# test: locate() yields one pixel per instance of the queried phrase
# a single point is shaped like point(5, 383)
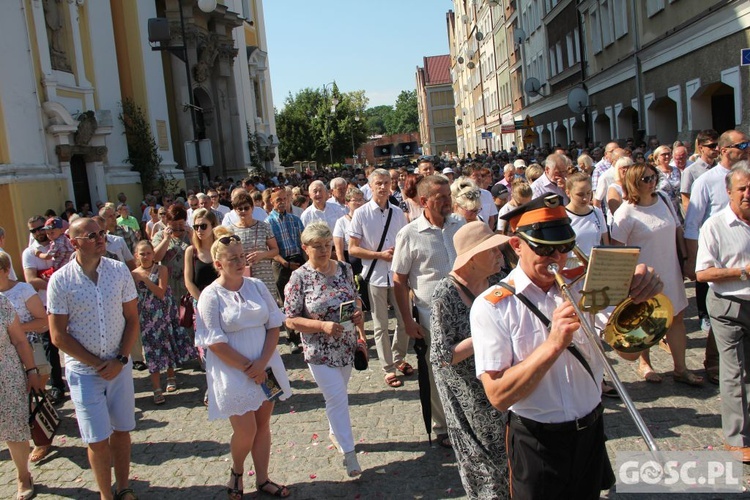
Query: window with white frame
point(653, 7)
point(596, 30)
point(620, 14)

PROBLEM STATEMENT
Reproduce all of the items above word for word, leaving the pictures out of your answer.

RESPONSE
# test: locate() yields one pixel per instance of the queried phrase
# a single point is shaped like point(5, 383)
Query: window with white frame
point(653, 7)
point(596, 30)
point(620, 14)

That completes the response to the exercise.